> _Exercise prompt_
Omitting the pictures, output all of the records precisely as written.

> _Provided information_
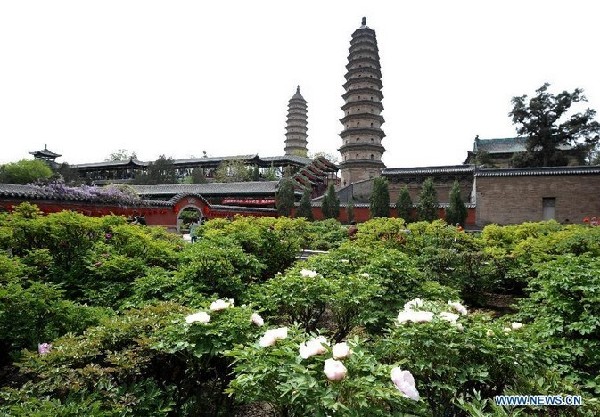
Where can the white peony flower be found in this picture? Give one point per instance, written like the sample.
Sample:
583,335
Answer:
335,370
405,382
221,304
313,347
272,336
200,317
415,316
451,317
257,319
458,307
410,305
341,350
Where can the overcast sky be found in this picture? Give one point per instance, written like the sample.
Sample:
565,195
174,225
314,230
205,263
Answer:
181,77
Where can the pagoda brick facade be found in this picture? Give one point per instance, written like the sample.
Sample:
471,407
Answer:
297,126
361,148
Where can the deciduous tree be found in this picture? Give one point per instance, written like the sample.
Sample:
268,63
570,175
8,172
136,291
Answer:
544,120
24,171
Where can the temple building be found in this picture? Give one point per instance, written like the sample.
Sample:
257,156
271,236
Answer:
46,156
361,148
502,152
297,126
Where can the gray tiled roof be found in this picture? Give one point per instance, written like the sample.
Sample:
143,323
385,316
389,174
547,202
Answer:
253,187
504,145
110,164
287,158
446,169
541,171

> _Solved problem_
Where can the white peony flower be found in this picture? Give one point per instance, written like the sample.
Sample:
583,335
Answer:
335,370
405,382
221,304
313,347
272,336
200,317
415,316
451,317
257,319
458,307
410,305
341,350
Where can the overcast sky be found in this picture? Give one point per instance, written like the sample.
Sample:
565,195
174,225
314,230
205,263
Answer:
181,77
Where can the pagoda brick facade be found in this picture? Give one point per instance, written like the sample.
Sample:
471,407
Answer:
297,126
361,148
Where can the deciduous tree be found in this picture? Give one point per instance, written like the sample.
Sample:
268,63
570,175
8,172
136,291
Answer:
544,120
24,171
Where can the temple building be found in this picture? Give one point per instance, written like the sample.
Sample:
257,156
271,236
Answer:
46,156
361,148
502,152
297,126
Where can the gray tiled roof be found in this picture? Give one point per instance, written like the sample.
Sample:
143,323
385,316
389,174
547,202
Answer:
253,187
504,145
110,164
287,158
446,169
541,171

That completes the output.